((

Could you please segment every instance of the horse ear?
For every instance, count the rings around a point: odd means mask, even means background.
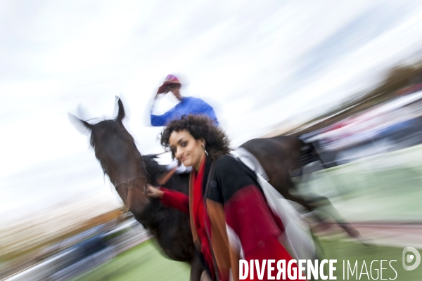
[[[69,121],[73,125],[73,126],[75,126],[75,128],[76,128],[76,129],[80,131],[81,133],[84,133],[84,131],[82,131],[82,130],[81,130],[82,126],[88,129],[89,131],[92,130],[91,124],[90,124],[86,121],[81,120],[77,117],[72,115],[70,113],[68,113],[68,118],[69,119]]]
[[[117,104],[119,105],[119,112],[117,113],[117,120],[122,122],[122,119],[124,118],[124,107],[123,107],[123,103],[122,100],[116,96],[117,100]]]

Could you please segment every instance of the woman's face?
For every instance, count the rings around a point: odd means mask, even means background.
[[[204,155],[203,141],[196,140],[186,130],[173,131],[169,138],[174,157],[186,166],[193,166],[197,171]]]

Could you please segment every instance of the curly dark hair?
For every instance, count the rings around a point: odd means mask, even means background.
[[[205,140],[205,150],[212,160],[231,150],[229,148],[230,140],[227,136],[206,115],[184,115],[179,119],[172,121],[161,133],[161,145],[168,149],[172,133],[182,130],[188,131],[196,140],[203,138]],[[172,156],[174,158],[172,151]]]

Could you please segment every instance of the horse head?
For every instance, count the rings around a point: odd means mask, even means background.
[[[141,216],[148,203],[146,192],[147,172],[133,137],[122,123],[124,108],[117,98],[119,111],[114,119],[91,124],[69,115],[72,123],[82,124],[91,133],[90,143],[104,173],[117,193],[136,216]]]

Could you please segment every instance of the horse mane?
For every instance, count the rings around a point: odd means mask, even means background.
[[[158,158],[158,155],[142,155],[135,145],[134,138],[126,130],[123,124],[117,119],[113,120],[102,120],[95,125],[93,125],[89,138],[89,143],[94,148],[94,151],[96,150],[96,148],[98,149],[99,145],[101,145],[101,140],[96,138],[94,131],[98,131],[100,130],[102,130],[103,133],[104,134],[102,136],[103,139],[112,138],[113,136],[118,136],[121,135],[122,133],[124,134],[124,137],[129,138],[129,143],[133,145],[134,156],[143,162],[145,169],[146,170],[146,171],[153,183],[155,183],[157,178],[165,172],[165,166],[159,164],[155,160],[156,158]],[[96,159],[100,162],[101,168],[103,169],[103,172],[106,174],[106,163],[103,163],[103,161],[98,158],[97,153],[95,153],[95,155]]]
[[[142,160],[145,164],[145,169],[148,176],[151,178],[153,184],[157,184],[157,178],[159,176],[163,174],[166,171],[165,165],[160,165],[155,160],[158,157],[156,154],[150,154],[147,155],[141,155]]]

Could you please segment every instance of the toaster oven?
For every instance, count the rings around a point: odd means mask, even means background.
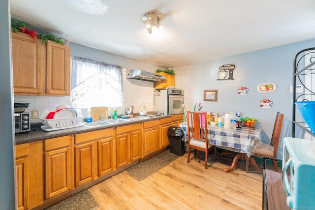
[[[30,113],[28,112],[14,113],[15,133],[30,131],[31,130],[30,120]]]
[[[285,137],[283,180],[286,204],[293,210],[315,208],[315,142]]]

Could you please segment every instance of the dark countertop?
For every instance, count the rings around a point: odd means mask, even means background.
[[[140,123],[143,121],[159,120],[163,118],[168,118],[171,116],[171,115],[165,115],[159,116],[153,116],[149,119],[143,119],[141,117],[137,118],[135,117],[135,118],[134,118],[134,119],[130,120],[130,122],[117,123],[94,127],[88,127],[83,125],[73,128],[67,128],[53,131],[44,131],[40,129],[40,126],[43,125],[43,124],[41,123],[33,123],[31,125],[31,131],[15,134],[15,144],[19,145],[34,141],[51,139],[68,135],[76,134],[121,125]]]

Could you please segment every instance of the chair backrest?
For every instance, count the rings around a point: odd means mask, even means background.
[[[202,123],[203,119],[204,124]],[[208,139],[207,131],[207,113],[206,112],[192,112],[187,111],[187,130],[188,138],[192,137],[194,139],[206,142]]]
[[[271,141],[270,141],[270,145],[274,147],[274,157],[277,156],[278,146],[279,143],[283,120],[284,114],[280,114],[279,112],[277,112],[276,120],[275,120],[275,125],[274,125],[274,130],[272,131],[272,135],[271,136]]]

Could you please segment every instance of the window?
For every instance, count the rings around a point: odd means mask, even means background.
[[[79,57],[71,59],[71,106],[123,105],[122,67]]]

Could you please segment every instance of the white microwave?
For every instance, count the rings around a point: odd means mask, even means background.
[[[315,142],[285,137],[283,155],[287,206],[292,210],[315,209]]]

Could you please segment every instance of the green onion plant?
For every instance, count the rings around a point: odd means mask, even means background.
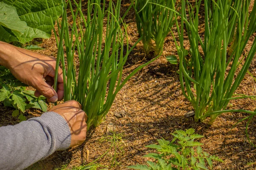
[[[57,21],[58,30],[55,32],[58,50],[56,68],[60,62],[66,78],[64,101],[73,99],[81,104],[89,128],[101,122],[128,79],[157,57],[124,78],[123,68],[128,55],[139,41],[129,49],[123,22],[128,11],[120,16],[121,0],[88,0],[85,16],[81,0],[63,3],[61,21]],[[69,8],[70,13],[67,12]]]
[[[204,38],[198,31],[202,1]],[[180,13],[175,12],[179,44],[173,35],[180,60],[181,87],[194,107],[196,122],[203,121],[209,116],[209,124],[212,125],[218,116],[226,112],[255,114],[242,110],[226,110],[230,100],[250,97],[242,95],[234,96],[256,52],[255,39],[247,55],[241,57],[246,55],[243,53],[245,46],[256,31],[256,3],[249,14],[250,2],[250,0],[196,0],[195,5],[192,6],[189,0],[182,0]],[[179,18],[181,23],[178,22]],[[190,45],[190,59],[185,57],[185,34]],[[230,44],[233,50],[228,54]],[[245,61],[242,62],[244,59]]]
[[[174,22],[173,11],[152,3],[174,9],[175,2],[176,0],[135,1],[137,28],[146,54],[151,50],[155,56],[161,53],[164,40]]]

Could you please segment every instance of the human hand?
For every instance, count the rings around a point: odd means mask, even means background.
[[[70,100],[48,110],[60,114],[67,121],[71,133],[70,147],[81,144],[86,137],[87,116],[81,108],[78,102]]]
[[[58,68],[58,90],[54,82],[56,61],[53,57],[41,54],[0,42],[0,64],[10,69],[19,80],[36,90],[35,96],[44,96],[51,102],[64,95],[62,71]]]

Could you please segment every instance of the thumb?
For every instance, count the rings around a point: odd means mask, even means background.
[[[36,90],[46,97],[51,102],[54,102],[58,100],[58,94],[53,88],[47,84],[44,79],[38,80],[33,86]]]

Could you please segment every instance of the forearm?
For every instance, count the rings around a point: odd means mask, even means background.
[[[15,55],[16,48],[12,45],[0,41],[0,65],[9,68],[12,62],[10,56]]]
[[[71,134],[65,119],[47,112],[14,126],[0,128],[0,169],[23,169],[67,148]]]

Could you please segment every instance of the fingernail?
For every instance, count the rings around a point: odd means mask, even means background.
[[[58,96],[54,96],[53,97],[52,97],[52,98],[50,98],[49,100],[52,102],[56,102],[58,100]]]

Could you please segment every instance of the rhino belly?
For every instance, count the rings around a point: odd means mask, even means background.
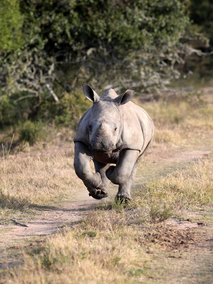
[[[93,156],[95,160],[103,164],[116,164],[119,153],[119,152],[109,153],[93,152]]]

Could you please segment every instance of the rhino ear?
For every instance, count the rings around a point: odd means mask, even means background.
[[[84,95],[90,101],[94,103],[100,100],[99,96],[93,90],[89,85],[83,84],[82,87]]]
[[[132,95],[134,90],[134,89],[127,90],[123,94],[121,94],[120,96],[114,99],[114,101],[119,105],[126,104],[128,101],[129,101],[132,97]]]

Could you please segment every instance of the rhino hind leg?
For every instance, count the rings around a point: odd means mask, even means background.
[[[138,158],[132,169],[130,176],[123,183],[119,185],[118,192],[115,196],[116,200],[131,200],[132,198],[130,193],[131,186],[133,183],[134,178],[136,174],[139,163],[143,157],[140,155]]]

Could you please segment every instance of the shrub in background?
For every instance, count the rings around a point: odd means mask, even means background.
[[[20,140],[32,145],[42,138],[43,125],[40,122],[25,121],[19,127]]]

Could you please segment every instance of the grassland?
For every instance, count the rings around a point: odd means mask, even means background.
[[[133,190],[133,201],[104,202],[74,226],[33,239],[29,246],[24,242],[19,265],[15,261],[0,270],[0,283],[210,283],[213,108],[205,91],[197,95],[165,102],[135,99],[157,130],[139,169],[136,180],[141,184]],[[73,132],[54,131],[47,142],[23,145],[22,152],[12,148],[6,184],[2,159],[0,222],[8,223],[12,216],[32,219],[29,211],[77,199],[83,187],[72,165]],[[201,159],[178,160],[192,149],[209,153]],[[201,221],[208,226],[199,227]]]

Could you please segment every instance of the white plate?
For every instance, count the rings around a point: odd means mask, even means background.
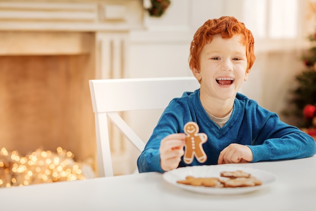
[[[223,171],[243,171],[251,174],[260,180],[262,184],[256,186],[238,188],[215,188],[193,186],[177,183],[177,181],[185,180],[188,176],[195,177],[218,177],[221,178],[220,173]],[[258,169],[240,167],[240,166],[216,165],[196,165],[178,168],[165,173],[163,178],[167,182],[185,190],[201,193],[211,194],[236,194],[254,191],[264,188],[277,180],[274,174]]]

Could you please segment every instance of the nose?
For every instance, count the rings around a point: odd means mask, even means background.
[[[232,63],[230,59],[222,60],[222,70],[230,71],[233,70]]]

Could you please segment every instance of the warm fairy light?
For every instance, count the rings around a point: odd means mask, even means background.
[[[57,153],[37,149],[25,157],[17,150],[0,151],[0,187],[84,180],[73,153],[58,147]]]

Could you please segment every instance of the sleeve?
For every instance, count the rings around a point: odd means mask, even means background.
[[[253,126],[258,133],[252,145],[252,162],[297,159],[316,153],[314,139],[298,128],[282,121],[278,115],[259,107],[255,107]]]

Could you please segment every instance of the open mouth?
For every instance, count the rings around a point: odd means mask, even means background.
[[[234,78],[218,78],[216,81],[220,85],[229,86],[234,82]]]

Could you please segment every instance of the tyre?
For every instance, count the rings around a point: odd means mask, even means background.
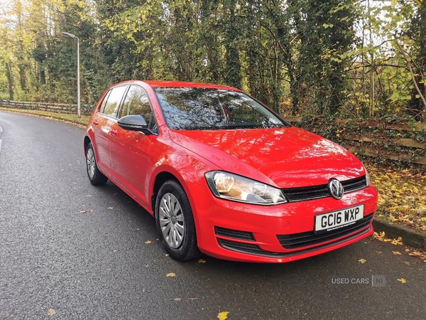
[[[108,181],[108,178],[97,168],[92,142],[89,142],[86,148],[86,169],[87,169],[89,180],[94,186],[105,184]]]
[[[160,188],[155,221],[163,246],[173,258],[185,261],[201,255],[190,201],[182,186],[174,180]]]

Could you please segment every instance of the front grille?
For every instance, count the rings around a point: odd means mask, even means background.
[[[351,233],[360,230],[370,224],[373,219],[373,213],[368,215],[355,223],[342,227],[339,229],[315,234],[314,231],[295,233],[293,235],[277,235],[278,241],[285,249],[297,249],[308,247],[318,243],[333,240],[338,238],[344,237]]]
[[[219,245],[225,249],[228,249],[232,251],[236,251],[241,253],[247,253],[248,255],[254,255],[263,257],[270,257],[275,258],[288,258],[299,255],[304,255],[306,253],[312,252],[314,251],[320,250],[322,249],[326,249],[333,245],[344,243],[346,241],[350,241],[357,237],[366,235],[371,230],[371,227],[368,227],[366,229],[360,231],[359,233],[351,235],[344,239],[340,239],[333,242],[327,243],[325,245],[320,245],[317,247],[310,247],[308,249],[302,249],[297,251],[293,251],[290,252],[273,252],[271,251],[266,251],[261,248],[257,245],[252,245],[250,243],[241,243],[235,241],[229,241],[224,239],[217,239]]]
[[[224,237],[234,238],[247,241],[254,241],[253,233],[246,231],[239,231],[238,230],[226,229],[225,228],[214,227],[214,233],[217,235]]]
[[[354,179],[341,181],[345,193],[354,192],[367,186],[365,176]],[[320,199],[330,196],[327,184],[309,187],[288,188],[281,189],[290,202],[304,201],[307,200]]]
[[[240,252],[249,253],[251,255],[269,256],[276,256],[277,255],[279,255],[279,253],[277,252],[265,251],[257,245],[236,242],[235,241],[229,241],[224,239],[217,239],[217,241],[219,242],[219,244],[221,247],[223,247],[226,249],[229,249],[231,250],[238,251]]]

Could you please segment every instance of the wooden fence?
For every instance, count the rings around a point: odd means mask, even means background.
[[[77,105],[70,104],[0,100],[0,107],[77,114]],[[93,107],[84,105],[80,110],[82,114],[89,115]],[[426,123],[338,119],[327,124],[329,130],[325,132],[326,124],[321,118],[307,123],[300,117],[285,117],[294,125],[324,136],[354,154],[426,165]]]
[[[43,110],[57,113],[67,113],[77,114],[77,105],[65,103],[48,103],[48,102],[26,102],[21,101],[11,101],[0,100],[0,107],[13,109],[23,109],[27,110]],[[90,115],[93,110],[93,106],[80,105],[81,114]]]

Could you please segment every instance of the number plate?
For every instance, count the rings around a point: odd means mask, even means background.
[[[364,205],[315,215],[315,232],[331,231],[364,218]]]

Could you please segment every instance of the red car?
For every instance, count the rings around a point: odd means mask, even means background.
[[[178,260],[285,262],[373,233],[377,191],[361,161],[235,88],[117,83],[84,144],[90,182],[111,180],[153,215]]]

))

## Directive
Could you turn the entries from the line containing "Could you please segment every instance of the sleeve?" down through the line containing "[[[234,78],[218,78],[216,81],[220,85],[229,86],[234,82]]]" into a numbered list, with both of those lines included and the blank lines left out?

## Complete response
1. Could you please segment every instance of the sleeve?
2. For every instance, count the rings around a point: odd means mask, even means background.
3. [[[253,126],[258,133],[252,145],[252,162],[297,159],[316,153],[314,139],[298,128],[282,121],[278,115],[259,107],[255,107]]]
4. Could you please segment every instance of the open mouth?
5. For every instance, count the rings around a point: odd means mask, even means background.
6. [[[234,78],[218,78],[216,81],[220,85],[229,86],[234,82]]]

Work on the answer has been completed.